GOAL: Convert the material, from its first line up to and including the line that contains "MULTIPOLYGON (((184 95, 143", into a Markdown table with the columns Row and Line, giving one numbered row per line and omitting any blank lines.

DATA SHOWN:

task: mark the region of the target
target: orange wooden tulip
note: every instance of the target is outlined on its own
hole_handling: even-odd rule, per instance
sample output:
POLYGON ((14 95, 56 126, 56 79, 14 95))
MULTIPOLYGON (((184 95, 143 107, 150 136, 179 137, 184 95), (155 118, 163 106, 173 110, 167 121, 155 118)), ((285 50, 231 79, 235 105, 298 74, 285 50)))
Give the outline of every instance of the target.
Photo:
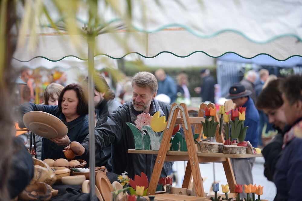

RESPONSE TO THIS TASK:
| Row | Line |
|---|---|
| 1 | task: mark the region of the target |
| 2 | target: orange wooden tulip |
| 3 | note: every instance of the target is outlined on its own |
| 4 | hole_handling: even-odd rule, per instance |
| 5 | sample output: |
| 6 | POLYGON ((14 95, 56 126, 56 79, 14 95)) |
| 7 | MULTIPOLYGON (((184 95, 143 107, 150 136, 179 137, 184 95), (155 118, 163 106, 173 110, 167 121, 155 118)), ((285 50, 231 79, 235 105, 298 74, 285 50))) |